How many of the lines below contain the string "queried", with case taken into account? Give only the number.

INPUT MATERIAL:
§ §
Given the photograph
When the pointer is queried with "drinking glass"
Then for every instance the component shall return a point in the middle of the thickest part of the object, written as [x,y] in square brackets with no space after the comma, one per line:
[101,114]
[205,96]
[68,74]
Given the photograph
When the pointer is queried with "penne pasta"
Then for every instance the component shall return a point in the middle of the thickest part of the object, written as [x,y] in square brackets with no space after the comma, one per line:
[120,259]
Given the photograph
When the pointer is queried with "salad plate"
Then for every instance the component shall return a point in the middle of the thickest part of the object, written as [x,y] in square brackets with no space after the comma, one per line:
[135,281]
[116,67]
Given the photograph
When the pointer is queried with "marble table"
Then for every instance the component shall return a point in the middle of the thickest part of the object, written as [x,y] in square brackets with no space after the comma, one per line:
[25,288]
§ §
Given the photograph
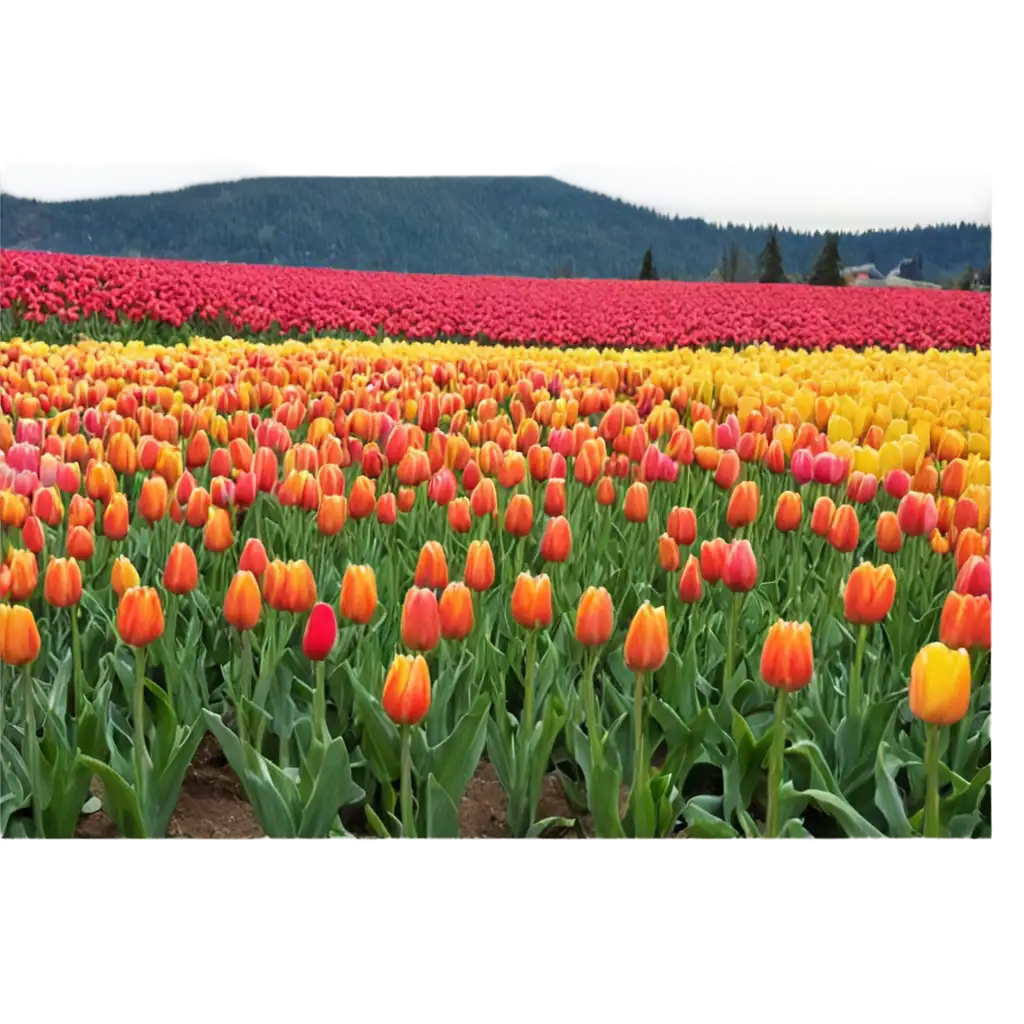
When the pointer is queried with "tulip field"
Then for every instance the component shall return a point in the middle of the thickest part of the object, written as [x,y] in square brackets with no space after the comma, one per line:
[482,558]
§ §
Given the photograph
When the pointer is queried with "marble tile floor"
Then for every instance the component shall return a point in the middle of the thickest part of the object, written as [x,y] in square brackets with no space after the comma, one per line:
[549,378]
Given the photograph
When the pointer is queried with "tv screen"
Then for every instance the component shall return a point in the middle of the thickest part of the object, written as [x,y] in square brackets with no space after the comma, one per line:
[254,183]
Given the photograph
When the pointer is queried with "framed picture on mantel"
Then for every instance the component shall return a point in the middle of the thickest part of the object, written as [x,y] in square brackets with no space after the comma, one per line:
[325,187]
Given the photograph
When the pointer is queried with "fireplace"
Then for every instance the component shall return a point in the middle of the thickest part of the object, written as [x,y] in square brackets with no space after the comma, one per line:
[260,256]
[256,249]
§ §
ANSWER IN FULL:
9